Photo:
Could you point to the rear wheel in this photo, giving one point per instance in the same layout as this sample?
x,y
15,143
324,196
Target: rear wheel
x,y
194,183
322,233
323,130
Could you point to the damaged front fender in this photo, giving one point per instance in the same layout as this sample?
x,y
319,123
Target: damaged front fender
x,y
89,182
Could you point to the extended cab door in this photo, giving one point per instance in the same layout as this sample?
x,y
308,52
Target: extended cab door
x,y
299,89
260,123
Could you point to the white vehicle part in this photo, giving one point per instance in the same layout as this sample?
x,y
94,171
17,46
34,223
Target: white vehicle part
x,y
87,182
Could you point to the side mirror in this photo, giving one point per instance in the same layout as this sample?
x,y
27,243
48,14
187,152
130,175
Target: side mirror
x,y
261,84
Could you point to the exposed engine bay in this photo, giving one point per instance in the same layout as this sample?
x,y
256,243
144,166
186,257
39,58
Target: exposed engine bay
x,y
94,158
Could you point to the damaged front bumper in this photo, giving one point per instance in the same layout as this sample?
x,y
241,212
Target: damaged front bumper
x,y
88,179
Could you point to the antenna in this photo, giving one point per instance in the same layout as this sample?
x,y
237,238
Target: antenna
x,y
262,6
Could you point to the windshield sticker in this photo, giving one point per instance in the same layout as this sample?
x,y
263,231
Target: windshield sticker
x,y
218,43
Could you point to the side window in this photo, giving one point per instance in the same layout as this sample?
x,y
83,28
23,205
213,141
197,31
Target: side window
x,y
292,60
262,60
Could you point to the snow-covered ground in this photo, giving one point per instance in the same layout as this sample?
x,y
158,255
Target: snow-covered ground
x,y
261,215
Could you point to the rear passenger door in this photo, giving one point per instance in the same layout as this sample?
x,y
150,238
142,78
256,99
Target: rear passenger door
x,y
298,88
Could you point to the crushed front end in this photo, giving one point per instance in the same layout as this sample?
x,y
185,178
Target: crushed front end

## What to do
Take every line above where "crushed" appears and copy it.

## Answer section
Could you point to the crushed front end in this photo, giving one point per instance in the same layout as this sample?
Target: crushed front end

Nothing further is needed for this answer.